_TRECHO FORNECIDO_:
-=-=-=-=-

Volto ao tema dos imigrantes, que já comentei em crônica anterior. Eles são responsáveis por 90% do crescimento da população espanhola nos últimos dez anos. E são bastante convenientes para Espanha do ponto de vista econômico e, sobretudo, no balanço fiscal. Trabalham, geram renda e tributos. Pagam impostos e seguridade social e... consomem poucos benefícios (ainda são jovens...). Os jornais têm acentuado essa questão, sobretudo por conta da crise dos “sem papéis” que o governo Zapatero tem tentado resolver. Há quase dois milhões de imigrantes com permissão de residência e filiados à seguridade social. Com permissão, filiação, contribuição.
Aos olhos do observador atento, o metrô de Madrid, mesmo nas suas linhas mais próximas do centro, exibe uma população usuária que não tem nada a ver com aquilo que vi em outras ocasiões, há vinte anos ou mesmo agora pouco, há uns seis ou sete anos. Fenômeno semelhante se deu em Barcelona ou em grandes cidades bascas, como Bilbao. Fico me perguntando a quem se dirige, de fato, o nacionalismo burguês do Partido Nacional Basco. Parece-me que, justamente por isso, o PNV namora a ETA e tem diante dessa organização uma posição ambígua. Uma parcela significativa, senão a maioria da população das províncias bascas nasceu longe, bem longe dali e, claro, não fala seu idioma, mas o castelhano. O mesmo ocorre na Catalunha. ETA e a ideologia do nacionalismo basco viraram uma coisa de duvidosa identidade, muito duvidosa. Acaba de estrear aqui um filme baseado em relato real: Lobo é a estória de um agente que o serviço secreto infiltrou na ETA. O filme tem um ritmo forte, parece ficção policial, mas... é uma parte importante da vida da Espanha que nele aparece. E não é uma parte fácil de entender nem de engolir. Dos serviços secretos das ditaduras (e de muitas democracias...) já sabemos muita coisa indigesta. Mas o filme mostra também o outro lado, menos politicamente correto, talvez, dessa contenda. Por exemplo, o modo como ETA “resolveu” e, parece, segue resolvendo suas divergências internas. Pouco apaixonante, digamos.

-=-=-=-=-

_REGISTROS SELECIONADOS_:
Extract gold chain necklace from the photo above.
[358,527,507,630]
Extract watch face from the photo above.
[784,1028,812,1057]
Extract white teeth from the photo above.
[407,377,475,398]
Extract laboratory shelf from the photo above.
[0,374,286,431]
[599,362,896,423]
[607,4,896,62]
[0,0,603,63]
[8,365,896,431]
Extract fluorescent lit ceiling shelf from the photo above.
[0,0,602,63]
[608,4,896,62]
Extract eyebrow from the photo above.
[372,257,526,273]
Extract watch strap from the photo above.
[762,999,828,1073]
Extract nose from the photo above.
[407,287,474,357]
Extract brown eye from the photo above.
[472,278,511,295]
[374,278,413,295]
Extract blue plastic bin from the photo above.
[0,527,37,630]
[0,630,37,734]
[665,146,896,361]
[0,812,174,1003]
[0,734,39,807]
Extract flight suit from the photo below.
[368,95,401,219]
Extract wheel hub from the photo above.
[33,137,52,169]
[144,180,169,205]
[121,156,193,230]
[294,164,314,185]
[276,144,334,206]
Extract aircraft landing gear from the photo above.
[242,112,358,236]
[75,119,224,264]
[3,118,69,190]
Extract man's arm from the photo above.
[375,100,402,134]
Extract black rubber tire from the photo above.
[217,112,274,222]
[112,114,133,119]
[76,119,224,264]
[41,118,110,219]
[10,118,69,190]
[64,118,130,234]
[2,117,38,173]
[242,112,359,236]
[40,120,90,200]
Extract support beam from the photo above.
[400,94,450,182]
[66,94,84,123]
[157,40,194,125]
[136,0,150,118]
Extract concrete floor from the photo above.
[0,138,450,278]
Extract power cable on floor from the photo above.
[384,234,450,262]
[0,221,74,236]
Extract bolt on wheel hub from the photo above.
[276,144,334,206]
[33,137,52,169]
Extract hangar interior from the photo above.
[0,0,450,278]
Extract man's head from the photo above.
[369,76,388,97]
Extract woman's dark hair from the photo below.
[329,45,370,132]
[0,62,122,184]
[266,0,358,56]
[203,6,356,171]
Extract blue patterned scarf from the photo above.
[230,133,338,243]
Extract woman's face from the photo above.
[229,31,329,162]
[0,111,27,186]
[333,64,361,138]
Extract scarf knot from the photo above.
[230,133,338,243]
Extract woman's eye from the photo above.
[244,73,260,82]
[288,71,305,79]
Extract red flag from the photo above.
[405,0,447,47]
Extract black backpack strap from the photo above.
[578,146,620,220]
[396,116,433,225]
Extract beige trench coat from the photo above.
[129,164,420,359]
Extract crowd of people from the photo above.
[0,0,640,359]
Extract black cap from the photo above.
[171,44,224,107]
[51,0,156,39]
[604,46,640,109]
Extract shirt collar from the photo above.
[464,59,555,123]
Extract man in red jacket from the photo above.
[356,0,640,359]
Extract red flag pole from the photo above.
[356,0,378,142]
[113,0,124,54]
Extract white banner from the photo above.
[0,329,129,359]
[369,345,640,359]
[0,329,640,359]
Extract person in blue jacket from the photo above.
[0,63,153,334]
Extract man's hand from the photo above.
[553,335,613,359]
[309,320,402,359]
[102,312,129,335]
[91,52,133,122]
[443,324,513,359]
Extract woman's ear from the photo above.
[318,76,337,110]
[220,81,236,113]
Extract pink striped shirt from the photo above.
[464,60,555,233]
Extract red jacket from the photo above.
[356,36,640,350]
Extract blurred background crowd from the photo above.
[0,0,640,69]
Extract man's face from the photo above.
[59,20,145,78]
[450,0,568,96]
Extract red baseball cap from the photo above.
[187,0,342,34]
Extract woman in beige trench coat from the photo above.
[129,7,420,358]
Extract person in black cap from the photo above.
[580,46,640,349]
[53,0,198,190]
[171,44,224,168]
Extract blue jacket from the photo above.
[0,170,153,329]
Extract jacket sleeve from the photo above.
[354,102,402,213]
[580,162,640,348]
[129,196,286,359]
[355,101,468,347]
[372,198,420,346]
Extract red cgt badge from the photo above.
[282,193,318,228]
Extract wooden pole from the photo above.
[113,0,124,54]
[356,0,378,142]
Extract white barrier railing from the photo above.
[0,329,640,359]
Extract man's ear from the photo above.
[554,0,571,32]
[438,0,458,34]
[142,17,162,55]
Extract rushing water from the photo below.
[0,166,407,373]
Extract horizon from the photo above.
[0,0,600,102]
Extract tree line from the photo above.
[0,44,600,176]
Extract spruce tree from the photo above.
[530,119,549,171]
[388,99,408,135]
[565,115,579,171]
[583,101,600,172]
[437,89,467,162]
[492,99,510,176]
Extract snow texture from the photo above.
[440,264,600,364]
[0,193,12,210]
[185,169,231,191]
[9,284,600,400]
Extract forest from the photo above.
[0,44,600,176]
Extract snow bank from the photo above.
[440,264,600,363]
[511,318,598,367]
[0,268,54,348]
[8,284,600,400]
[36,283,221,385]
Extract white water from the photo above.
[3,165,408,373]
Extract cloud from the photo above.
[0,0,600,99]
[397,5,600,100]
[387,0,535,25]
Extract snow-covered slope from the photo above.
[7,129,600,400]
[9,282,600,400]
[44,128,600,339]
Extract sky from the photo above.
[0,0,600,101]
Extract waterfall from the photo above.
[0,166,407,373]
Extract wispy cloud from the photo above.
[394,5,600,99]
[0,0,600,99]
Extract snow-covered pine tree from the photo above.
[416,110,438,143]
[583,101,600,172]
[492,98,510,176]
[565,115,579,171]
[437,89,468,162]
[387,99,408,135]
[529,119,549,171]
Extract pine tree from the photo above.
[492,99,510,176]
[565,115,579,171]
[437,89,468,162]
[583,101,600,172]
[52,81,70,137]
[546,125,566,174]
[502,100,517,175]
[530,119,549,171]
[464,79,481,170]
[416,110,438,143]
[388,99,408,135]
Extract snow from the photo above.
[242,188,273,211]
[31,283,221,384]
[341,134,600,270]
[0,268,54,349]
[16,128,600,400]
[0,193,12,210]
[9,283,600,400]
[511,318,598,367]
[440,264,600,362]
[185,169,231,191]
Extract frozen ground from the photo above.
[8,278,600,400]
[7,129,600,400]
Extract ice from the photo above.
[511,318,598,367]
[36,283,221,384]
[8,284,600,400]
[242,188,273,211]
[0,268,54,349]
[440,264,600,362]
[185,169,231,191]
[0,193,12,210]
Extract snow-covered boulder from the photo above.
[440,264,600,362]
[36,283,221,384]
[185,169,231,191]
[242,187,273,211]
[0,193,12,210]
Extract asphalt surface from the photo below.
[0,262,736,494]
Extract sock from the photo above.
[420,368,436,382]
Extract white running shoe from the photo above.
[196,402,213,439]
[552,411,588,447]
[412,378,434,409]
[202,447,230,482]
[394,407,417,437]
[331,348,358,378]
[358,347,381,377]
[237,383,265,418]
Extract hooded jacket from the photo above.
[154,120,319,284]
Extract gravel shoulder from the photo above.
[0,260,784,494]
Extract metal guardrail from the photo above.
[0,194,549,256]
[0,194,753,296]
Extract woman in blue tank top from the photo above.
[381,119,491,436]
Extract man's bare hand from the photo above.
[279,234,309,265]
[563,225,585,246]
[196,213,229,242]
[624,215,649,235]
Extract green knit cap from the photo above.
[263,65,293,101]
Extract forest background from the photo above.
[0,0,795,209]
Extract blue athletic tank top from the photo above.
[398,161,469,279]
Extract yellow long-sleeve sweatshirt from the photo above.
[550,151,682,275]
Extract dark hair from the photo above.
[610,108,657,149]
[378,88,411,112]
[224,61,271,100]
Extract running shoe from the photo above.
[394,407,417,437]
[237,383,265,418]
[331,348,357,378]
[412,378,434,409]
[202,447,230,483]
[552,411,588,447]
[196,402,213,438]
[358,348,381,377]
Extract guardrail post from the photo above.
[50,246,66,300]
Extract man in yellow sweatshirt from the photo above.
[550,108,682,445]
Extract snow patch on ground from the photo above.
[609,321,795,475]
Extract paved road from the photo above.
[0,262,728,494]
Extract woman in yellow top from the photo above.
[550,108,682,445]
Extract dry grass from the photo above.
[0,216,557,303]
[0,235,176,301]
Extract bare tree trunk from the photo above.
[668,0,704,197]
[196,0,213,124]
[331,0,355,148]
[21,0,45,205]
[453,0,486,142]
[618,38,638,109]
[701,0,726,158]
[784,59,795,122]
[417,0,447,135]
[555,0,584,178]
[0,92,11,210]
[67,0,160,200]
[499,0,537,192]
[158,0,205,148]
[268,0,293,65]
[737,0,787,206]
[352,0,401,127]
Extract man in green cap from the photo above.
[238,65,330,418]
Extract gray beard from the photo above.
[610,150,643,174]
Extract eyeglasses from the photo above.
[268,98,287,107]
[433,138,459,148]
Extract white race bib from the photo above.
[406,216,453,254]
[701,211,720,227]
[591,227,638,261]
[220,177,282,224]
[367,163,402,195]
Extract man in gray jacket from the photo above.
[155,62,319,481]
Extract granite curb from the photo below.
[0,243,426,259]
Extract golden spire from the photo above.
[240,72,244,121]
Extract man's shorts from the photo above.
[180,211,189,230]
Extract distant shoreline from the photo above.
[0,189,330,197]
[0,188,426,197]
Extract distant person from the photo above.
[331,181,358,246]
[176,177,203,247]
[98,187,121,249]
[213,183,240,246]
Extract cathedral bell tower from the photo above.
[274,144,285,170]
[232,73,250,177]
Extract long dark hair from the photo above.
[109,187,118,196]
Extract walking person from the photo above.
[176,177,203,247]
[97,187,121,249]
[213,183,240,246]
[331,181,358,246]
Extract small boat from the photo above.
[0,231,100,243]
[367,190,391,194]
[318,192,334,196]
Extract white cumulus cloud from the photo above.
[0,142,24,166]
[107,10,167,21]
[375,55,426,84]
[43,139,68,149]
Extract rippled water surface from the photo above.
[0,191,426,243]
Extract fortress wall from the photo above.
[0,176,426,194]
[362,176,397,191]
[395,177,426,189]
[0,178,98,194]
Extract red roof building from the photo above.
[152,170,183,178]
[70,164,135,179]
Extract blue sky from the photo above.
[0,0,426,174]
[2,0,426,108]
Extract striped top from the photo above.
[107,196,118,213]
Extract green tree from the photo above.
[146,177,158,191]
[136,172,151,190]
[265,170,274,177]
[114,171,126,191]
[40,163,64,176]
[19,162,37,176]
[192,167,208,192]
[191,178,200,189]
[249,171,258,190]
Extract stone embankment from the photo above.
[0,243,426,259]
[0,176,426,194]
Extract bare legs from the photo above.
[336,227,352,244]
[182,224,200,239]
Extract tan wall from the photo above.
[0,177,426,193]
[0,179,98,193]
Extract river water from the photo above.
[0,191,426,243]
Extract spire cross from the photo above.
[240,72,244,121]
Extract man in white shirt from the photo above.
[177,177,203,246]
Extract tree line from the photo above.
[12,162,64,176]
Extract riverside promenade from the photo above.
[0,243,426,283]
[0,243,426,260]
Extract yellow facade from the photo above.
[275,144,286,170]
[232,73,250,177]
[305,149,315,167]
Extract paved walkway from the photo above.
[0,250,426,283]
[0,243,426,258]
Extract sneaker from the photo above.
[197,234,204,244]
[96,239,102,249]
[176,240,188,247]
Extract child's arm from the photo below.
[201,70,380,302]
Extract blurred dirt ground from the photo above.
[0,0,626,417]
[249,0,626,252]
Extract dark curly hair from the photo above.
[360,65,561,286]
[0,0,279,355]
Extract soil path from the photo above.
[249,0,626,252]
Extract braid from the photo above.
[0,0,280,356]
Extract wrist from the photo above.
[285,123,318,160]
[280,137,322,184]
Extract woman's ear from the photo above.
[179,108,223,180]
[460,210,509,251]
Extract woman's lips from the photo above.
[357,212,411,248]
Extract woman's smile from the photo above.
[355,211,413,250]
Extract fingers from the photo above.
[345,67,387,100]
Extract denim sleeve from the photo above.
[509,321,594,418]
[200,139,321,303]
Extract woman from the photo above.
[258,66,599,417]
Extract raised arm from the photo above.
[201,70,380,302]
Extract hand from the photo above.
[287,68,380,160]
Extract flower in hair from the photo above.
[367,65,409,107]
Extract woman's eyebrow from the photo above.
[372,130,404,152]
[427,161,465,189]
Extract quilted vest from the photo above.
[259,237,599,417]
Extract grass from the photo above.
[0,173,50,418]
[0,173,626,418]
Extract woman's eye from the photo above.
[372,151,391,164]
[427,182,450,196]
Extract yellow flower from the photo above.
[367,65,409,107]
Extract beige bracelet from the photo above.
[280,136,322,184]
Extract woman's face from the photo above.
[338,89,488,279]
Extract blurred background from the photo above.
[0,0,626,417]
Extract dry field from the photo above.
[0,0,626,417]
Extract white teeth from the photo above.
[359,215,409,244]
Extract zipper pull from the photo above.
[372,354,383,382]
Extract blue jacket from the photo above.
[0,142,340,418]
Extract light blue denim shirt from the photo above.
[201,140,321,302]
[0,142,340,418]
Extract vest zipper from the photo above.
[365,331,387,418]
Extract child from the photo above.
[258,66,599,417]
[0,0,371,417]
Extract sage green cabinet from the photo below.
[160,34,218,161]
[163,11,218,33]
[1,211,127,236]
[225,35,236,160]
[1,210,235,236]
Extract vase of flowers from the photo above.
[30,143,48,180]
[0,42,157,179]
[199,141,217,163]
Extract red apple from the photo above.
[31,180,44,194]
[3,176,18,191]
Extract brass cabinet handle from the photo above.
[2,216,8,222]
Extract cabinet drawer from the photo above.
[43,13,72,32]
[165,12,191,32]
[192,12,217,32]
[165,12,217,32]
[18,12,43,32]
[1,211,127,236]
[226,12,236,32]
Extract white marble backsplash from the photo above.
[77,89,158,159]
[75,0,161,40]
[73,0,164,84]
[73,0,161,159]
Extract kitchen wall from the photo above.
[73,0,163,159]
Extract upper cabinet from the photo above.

-=-=-=-=-

_TAREFAS A CUMPRIR_:
1 > Copie do trecho sobre os imigrantes na Espanha a passagem que começa nas palavras "Volto ao tema" e pare depois de "permissão, filiação, contribuição.".
2 > Responda com base no trecho sobre os imigrantes na Espanha:
(a) Por qual parcela do crescimento da população espanhola nos últimos dez anos os imigrantes são responsáveis?
(b) Quantos imigrantes têm permissão de residência e são filiados à seguridade social?
(c) Qual é o título do filme que acaba de estrear e de quem ele conta a história?
3 > Retome o trecho sobre os imigrantes na Espanha a partir do ponto em que ele termina.

_RESULTADOS_:
1 >
Volto ao tema dos imigrantes, que já comentei em crônica anterior. Eles são responsáveis por 90% do crescimento da população espanhola nos últimos dez anos. E são bastante convenientes para Espanha do ponto de vista econômico e, sobretudo, no balanço fiscal. Trabalham, geram renda e tributos. Pagam impostos e seguridade social e... consomem poucos benefícios (ainda são jovens...). Os jornais têm acentuado essa questão, sobretudo por conta da crise dos “sem papéis” que o governo Zapatero tem tentado resolver. Há quase dois milhões de imigrantes com permissão de residência e filiados à seguridade social. Com permissão, filiação, contribuição.

2 >
(a) Por 90% desse crescimento.
(b) Quase dois milhões.
(c) Lobo; conta a história de um agente que o serviço secreto infiltrou na ETA.

3 >
A alta hierarquia católica espanhola, agora apoiada pelo cardeal Ratzinger, uma espécie de versão vaticânica de Condoleezza Rice, segue apedrejando Zapatero e suas medidas laicizantes na educação, o casamento de homossexuais, o aborto. Há quem discorde: os dominicanos opinam que a Igreja deveria compreender melhor os novos tempos. A divergência foi tímida. Ainda mais tímida foi a divulgação. Afinal, a Igreja do novo Paulo sabe calar o bico de seus dissidentes. O Vaticano tem as suas sibérias e gulags espirituais. Quando um intelectual católico é censurado ou condenado ao “silêncio obsequioso”, isso é mais do que uma prisão, é a criação de um espaço de morte no melhor de sua vida.
A Igreja sempre marcou a vida dos espanhóis, há séculos. Alguns deles, ela marcou a ferro e a fogo. Na alma e no corpo. Para aqueles que não sabem, terminada a guerra civil, o papa Pio XII, notório simpatizante do nazifascismo, emitiu uma mensagem radiofônica saudando a vitória franquista contra os criminosos inimigos do cristianismo. A notável peça da cristandade, depois editada, se chamava nada menos que... “Con inmenso gozo”. Ah, o mal que faz condenar o verdadeiro gozo! Fica-se tentado a substituí-lo por esse imenso gozo ressentido. No inicio dos anos 50, acostumados a meter o nariz em tudo que era espaço da vida, os sicários de sua santidade organizaram uma coisa chamada “Primeiro Congresso Nacional de Moralidade em Praias e Piscinas”... Dá para ter uma idéia do circo (ou hospício) que tentaram montar, pela segunda vez, na península ibérica.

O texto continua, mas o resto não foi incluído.